**Aim of the exercise**
Count the lines below containing "white"; state the number only.

Records for this exercise START

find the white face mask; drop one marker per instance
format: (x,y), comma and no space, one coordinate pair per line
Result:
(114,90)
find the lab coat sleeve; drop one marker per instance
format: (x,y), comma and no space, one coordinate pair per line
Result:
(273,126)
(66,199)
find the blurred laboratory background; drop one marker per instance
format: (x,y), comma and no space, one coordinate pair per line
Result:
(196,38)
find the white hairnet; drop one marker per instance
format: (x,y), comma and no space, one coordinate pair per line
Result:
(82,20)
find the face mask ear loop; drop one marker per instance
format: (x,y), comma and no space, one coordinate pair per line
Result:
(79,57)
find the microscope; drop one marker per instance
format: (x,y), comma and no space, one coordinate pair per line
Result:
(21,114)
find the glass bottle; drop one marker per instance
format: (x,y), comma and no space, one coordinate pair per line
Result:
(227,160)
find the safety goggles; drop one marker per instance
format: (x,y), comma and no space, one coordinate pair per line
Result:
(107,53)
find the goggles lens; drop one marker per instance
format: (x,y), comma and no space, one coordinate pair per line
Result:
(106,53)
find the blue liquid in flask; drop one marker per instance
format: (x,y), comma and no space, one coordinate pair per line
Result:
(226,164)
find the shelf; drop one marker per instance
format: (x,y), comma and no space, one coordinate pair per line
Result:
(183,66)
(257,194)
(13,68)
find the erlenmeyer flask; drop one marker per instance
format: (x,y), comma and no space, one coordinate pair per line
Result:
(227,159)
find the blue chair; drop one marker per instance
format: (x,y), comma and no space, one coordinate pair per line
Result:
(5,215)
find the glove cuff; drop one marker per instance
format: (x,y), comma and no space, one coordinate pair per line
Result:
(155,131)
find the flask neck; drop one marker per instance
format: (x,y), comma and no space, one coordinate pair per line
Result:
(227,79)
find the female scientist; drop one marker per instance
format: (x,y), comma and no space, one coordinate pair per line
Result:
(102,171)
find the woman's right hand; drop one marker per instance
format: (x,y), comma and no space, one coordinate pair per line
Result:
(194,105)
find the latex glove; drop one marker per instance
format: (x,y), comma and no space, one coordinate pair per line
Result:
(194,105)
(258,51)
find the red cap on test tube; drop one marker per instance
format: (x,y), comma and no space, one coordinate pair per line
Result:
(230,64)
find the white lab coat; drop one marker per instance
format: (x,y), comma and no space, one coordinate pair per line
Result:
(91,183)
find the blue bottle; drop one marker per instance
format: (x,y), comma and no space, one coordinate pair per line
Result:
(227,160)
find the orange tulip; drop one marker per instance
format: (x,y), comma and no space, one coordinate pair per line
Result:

Records for this exercise END

**The answer**
3